[Task directions] Reproduce the data, keeping every word exactly as it is.
*** Dataset entries ***
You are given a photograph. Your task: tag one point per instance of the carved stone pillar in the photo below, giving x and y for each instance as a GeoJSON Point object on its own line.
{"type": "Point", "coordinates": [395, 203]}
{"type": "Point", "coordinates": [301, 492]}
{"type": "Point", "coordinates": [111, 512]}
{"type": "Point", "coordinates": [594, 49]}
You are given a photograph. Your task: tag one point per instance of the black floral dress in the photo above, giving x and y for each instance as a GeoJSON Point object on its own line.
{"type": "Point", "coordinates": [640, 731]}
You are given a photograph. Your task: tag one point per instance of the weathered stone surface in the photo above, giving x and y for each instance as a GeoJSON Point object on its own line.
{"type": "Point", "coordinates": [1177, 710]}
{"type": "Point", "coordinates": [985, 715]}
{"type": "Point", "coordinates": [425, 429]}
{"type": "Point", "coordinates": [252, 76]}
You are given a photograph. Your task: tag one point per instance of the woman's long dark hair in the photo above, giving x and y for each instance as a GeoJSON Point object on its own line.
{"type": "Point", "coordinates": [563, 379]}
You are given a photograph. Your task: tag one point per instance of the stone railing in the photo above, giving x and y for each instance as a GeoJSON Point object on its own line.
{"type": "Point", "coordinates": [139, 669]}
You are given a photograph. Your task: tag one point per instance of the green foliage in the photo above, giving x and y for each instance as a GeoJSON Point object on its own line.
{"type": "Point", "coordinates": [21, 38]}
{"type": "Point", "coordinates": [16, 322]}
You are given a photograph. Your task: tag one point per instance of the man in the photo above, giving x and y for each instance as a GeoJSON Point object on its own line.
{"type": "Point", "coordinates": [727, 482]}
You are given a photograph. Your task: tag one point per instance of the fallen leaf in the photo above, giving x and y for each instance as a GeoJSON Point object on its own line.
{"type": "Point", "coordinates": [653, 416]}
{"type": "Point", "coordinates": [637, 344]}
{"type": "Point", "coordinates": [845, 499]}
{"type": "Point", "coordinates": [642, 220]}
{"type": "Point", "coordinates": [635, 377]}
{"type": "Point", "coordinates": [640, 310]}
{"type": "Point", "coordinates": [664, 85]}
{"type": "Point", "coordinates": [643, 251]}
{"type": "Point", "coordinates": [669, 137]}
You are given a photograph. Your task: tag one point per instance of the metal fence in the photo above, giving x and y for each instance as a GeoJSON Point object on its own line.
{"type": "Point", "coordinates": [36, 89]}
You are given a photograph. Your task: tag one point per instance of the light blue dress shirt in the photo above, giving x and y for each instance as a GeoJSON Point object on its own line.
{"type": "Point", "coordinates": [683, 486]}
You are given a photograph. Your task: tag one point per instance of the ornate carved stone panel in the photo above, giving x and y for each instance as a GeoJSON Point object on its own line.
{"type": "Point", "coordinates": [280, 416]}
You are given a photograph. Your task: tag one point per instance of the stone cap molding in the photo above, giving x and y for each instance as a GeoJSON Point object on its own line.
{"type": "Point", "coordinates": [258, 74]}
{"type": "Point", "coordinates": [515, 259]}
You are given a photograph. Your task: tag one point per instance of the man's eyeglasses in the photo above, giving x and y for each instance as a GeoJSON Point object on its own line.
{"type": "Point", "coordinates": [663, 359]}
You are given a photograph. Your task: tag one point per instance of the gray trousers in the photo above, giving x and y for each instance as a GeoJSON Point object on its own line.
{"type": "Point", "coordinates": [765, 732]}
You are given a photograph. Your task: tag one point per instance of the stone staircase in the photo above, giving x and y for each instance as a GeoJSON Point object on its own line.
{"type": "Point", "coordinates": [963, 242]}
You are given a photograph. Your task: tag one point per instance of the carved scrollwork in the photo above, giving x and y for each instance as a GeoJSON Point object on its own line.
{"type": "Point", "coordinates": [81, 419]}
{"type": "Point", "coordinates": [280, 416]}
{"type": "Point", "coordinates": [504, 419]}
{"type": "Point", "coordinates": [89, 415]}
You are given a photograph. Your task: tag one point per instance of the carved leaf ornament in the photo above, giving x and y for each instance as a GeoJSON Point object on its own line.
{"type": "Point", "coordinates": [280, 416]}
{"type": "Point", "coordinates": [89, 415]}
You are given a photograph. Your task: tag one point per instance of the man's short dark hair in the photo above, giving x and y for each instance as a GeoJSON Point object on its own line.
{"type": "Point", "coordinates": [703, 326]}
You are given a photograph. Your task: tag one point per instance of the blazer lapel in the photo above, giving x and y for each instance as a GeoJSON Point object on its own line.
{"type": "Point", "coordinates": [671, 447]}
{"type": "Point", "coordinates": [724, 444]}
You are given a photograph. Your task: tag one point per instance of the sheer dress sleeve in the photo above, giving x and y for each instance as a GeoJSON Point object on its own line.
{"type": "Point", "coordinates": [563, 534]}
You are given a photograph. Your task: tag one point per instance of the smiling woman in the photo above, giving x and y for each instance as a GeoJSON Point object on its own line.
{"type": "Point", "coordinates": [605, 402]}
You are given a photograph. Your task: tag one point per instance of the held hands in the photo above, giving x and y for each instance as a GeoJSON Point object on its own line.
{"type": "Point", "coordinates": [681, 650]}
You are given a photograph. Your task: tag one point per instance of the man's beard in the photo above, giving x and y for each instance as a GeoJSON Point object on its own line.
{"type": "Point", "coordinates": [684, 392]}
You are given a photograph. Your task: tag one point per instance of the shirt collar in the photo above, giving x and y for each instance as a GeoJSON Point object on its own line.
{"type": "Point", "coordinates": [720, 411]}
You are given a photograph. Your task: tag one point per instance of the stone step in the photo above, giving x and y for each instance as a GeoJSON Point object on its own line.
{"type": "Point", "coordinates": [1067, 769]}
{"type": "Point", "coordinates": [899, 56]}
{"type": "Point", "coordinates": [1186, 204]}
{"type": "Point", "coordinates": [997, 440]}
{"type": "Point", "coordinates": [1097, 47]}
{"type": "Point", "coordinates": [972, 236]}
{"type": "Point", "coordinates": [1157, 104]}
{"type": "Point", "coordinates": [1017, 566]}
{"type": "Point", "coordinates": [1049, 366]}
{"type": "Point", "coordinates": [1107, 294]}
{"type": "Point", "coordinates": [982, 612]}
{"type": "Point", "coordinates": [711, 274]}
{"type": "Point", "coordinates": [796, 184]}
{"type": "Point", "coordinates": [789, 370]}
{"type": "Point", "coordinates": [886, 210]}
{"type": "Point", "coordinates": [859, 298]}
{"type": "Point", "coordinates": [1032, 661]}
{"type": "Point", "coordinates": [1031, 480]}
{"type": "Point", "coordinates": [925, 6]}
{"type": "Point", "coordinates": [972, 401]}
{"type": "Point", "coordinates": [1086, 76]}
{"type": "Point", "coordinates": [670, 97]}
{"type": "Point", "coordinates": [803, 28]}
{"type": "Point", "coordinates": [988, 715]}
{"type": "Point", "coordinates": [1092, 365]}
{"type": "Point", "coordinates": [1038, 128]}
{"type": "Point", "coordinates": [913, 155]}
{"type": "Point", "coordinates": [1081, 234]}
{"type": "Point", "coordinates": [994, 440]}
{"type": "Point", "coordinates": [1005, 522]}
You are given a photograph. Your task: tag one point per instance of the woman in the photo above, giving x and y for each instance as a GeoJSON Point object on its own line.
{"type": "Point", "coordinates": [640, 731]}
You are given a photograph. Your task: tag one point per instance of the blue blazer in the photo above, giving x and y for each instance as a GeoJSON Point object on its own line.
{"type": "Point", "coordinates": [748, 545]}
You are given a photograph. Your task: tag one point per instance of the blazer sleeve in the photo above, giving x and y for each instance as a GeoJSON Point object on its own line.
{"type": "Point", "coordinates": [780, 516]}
*** End of Dataset entries ***
[Output for this task]
You are given a photograph. Your task: tag one point per instance of the carved stone pillar in the photo below, giving x and y for each instance as a GeoJSON Point object on its own line.
{"type": "Point", "coordinates": [395, 203]}
{"type": "Point", "coordinates": [301, 492]}
{"type": "Point", "coordinates": [111, 512]}
{"type": "Point", "coordinates": [594, 49]}
You are given a photograph. Your task: tag one point per instance of the black floral dress in the photo above, giving x and y for each instance as a GeoJSON Point object on its own line.
{"type": "Point", "coordinates": [640, 731]}
You are given a photograph. Your task: tag one point per instance of the weathered stone surface in the photo above, giving x and y for each instance as a GeoJSON Point object on its own line.
{"type": "Point", "coordinates": [1177, 710]}
{"type": "Point", "coordinates": [985, 715]}
{"type": "Point", "coordinates": [425, 429]}
{"type": "Point", "coordinates": [252, 76]}
You are given a photograph. Your task: tag one point per instance of the woman's long dark hair in the photo above, giving x and y for each instance as a GeoJSON Point object on its own line.
{"type": "Point", "coordinates": [563, 379]}
You are given a photograph. Your task: tag one point per instance of the stone railing in the photo above, giving x and y for each instance as a GeoJSON Point object on its own line.
{"type": "Point", "coordinates": [139, 669]}
You are given a photograph. Your task: tag one point per instance of the green foliage in the photo above, giving x and y for each instance as a GeoJSON Point object on its own line.
{"type": "Point", "coordinates": [21, 38]}
{"type": "Point", "coordinates": [16, 322]}
You are given a photograph. Your task: tag one point per instance of the man in the photo above, giving x and y for each instance as a GeoJSON Point object on its own line.
{"type": "Point", "coordinates": [727, 482]}
You are given a photograph. Your task: tag one point per instance of the fallen leaf in the photo above, giving x and y for each instance as a GeoJSON Point object on its own line.
{"type": "Point", "coordinates": [653, 416]}
{"type": "Point", "coordinates": [637, 344]}
{"type": "Point", "coordinates": [845, 499]}
{"type": "Point", "coordinates": [642, 220]}
{"type": "Point", "coordinates": [635, 377]}
{"type": "Point", "coordinates": [640, 310]}
{"type": "Point", "coordinates": [664, 85]}
{"type": "Point", "coordinates": [643, 251]}
{"type": "Point", "coordinates": [669, 137]}
You are given a photograph. Your task: tag one point per instance of the metal fence in the photo above, giving x and y for each instance as a GeoJSON Point object on its own line.
{"type": "Point", "coordinates": [36, 89]}
You are given a photograph. Your task: tag one point per instance of the light blue dress shirt in the photo above, giving x and y for each instance as a GeoJSON Point object on its own line.
{"type": "Point", "coordinates": [683, 486]}
You are given a photograph. Your task: tag one point per instance of the ornate carved stone panel in the photo above, giving x and y for each instance as a GeoJSON Point object on its own line.
{"type": "Point", "coordinates": [280, 416]}
You are given a photograph. Your task: tag one point per instance of the stone cap molding in the photo above, giving x and y for each instance as a GeoJSON Point object on its own line.
{"type": "Point", "coordinates": [258, 74]}
{"type": "Point", "coordinates": [515, 259]}
You are given a photograph. Your task: tag one point per instance of the man's eyeglasses in the photo above, giving x and y for each instance as a GeoJSON Point object on its own line.
{"type": "Point", "coordinates": [663, 359]}
You are given a photograph. Your task: tag one point per instance of the gray trousers in the photo above, giving x and y for each instance as a GeoJSON Point object on its own line.
{"type": "Point", "coordinates": [765, 732]}
You are given a photograph. Your task: tag one point per instance of the stone staircase in the photo above, giving x and y for each instance as a GeoJSON Point object on its own line.
{"type": "Point", "coordinates": [963, 242]}
You are given a photograph. Your task: tag one point per instance of the carved scrollwork in the photo above, giving x and y for each instance as a GeoJSON Point object on its own line.
{"type": "Point", "coordinates": [81, 419]}
{"type": "Point", "coordinates": [280, 416]}
{"type": "Point", "coordinates": [504, 419]}
{"type": "Point", "coordinates": [89, 415]}
You are given a photograph. Your task: tag one point per instance of the carved leaf ornament in the photo above, giving x and y for each instance as a GeoJSON Point object on its own line.
{"type": "Point", "coordinates": [280, 416]}
{"type": "Point", "coordinates": [89, 415]}
You are given a photograph. Your task: tag one point per instance of the man's short dark hair in the photo above, giving x and y for each instance as a GeoJSON Point object on its own line.
{"type": "Point", "coordinates": [703, 326]}
You are given a photograph. Your task: tag one point per instance of the blazer lapel in the photo above, giving x and y for each instance as a GeoJSON Point object on its own line.
{"type": "Point", "coordinates": [671, 447]}
{"type": "Point", "coordinates": [724, 444]}
You are given a photograph. Your task: tag one point per instance of the sheer dress sleeve in the photo above, giving x and y for each instance as a GeoJSON Point object on its own line.
{"type": "Point", "coordinates": [563, 534]}
You are given a photograph. Your task: tag one point per instance of the smiling woman in the photo above, giving x and y for each instance as a GeoJSON Point object on its own line.
{"type": "Point", "coordinates": [605, 402]}
You are given a photograph. Your task: tag one point per instance of the held hands in the photo above, giving x and y for each instance as a GeoJSON Point object on its own line.
{"type": "Point", "coordinates": [681, 650]}
You are given a photograph. Your task: tag one point per instance of the man's beard in the photo above, giving x and y for each instance as a GeoJSON Point object on its own line.
{"type": "Point", "coordinates": [684, 392]}
You are given a photograph. Your task: tag one point per instance of the shirt collar in the photo above, giving x and y for each instance as a GeoJSON Point object on its own line.
{"type": "Point", "coordinates": [720, 411]}
You are given a photograph. Your task: tag one point per instance of the stone step in the photo above, giving x and y for each instance as a GeoJSON Point object on its own line.
{"type": "Point", "coordinates": [1067, 769]}
{"type": "Point", "coordinates": [899, 56]}
{"type": "Point", "coordinates": [1186, 204]}
{"type": "Point", "coordinates": [997, 440]}
{"type": "Point", "coordinates": [1097, 47]}
{"type": "Point", "coordinates": [972, 236]}
{"type": "Point", "coordinates": [1157, 104]}
{"type": "Point", "coordinates": [1017, 566]}
{"type": "Point", "coordinates": [1049, 366]}
{"type": "Point", "coordinates": [1107, 294]}
{"type": "Point", "coordinates": [982, 612]}
{"type": "Point", "coordinates": [711, 274]}
{"type": "Point", "coordinates": [796, 184]}
{"type": "Point", "coordinates": [789, 370]}
{"type": "Point", "coordinates": [886, 210]}
{"type": "Point", "coordinates": [859, 298]}
{"type": "Point", "coordinates": [1032, 661]}
{"type": "Point", "coordinates": [1031, 480]}
{"type": "Point", "coordinates": [925, 6]}
{"type": "Point", "coordinates": [972, 401]}
{"type": "Point", "coordinates": [1086, 76]}
{"type": "Point", "coordinates": [670, 97]}
{"type": "Point", "coordinates": [803, 28]}
{"type": "Point", "coordinates": [988, 715]}
{"type": "Point", "coordinates": [1092, 365]}
{"type": "Point", "coordinates": [1038, 128]}
{"type": "Point", "coordinates": [913, 155]}
{"type": "Point", "coordinates": [1081, 234]}
{"type": "Point", "coordinates": [994, 440]}
{"type": "Point", "coordinates": [1005, 522]}
You are given a photograph. Your task: tag one point per instance of the woman in the photo above, giving x and y for each instance as a GeoJSON Point object on its own line.
{"type": "Point", "coordinates": [640, 731]}
You are given a photograph. Your task: tag one point per instance of the blue blazer in the photo above, giving x and y for each instance as a GeoJSON Point object on its own line.
{"type": "Point", "coordinates": [748, 545]}
You are given a photograph. Your task: tag one point per instance of the blazer sleeve in the photo above, giving x and y for each instance as a GeoJSON Point object on its own line.
{"type": "Point", "coordinates": [780, 516]}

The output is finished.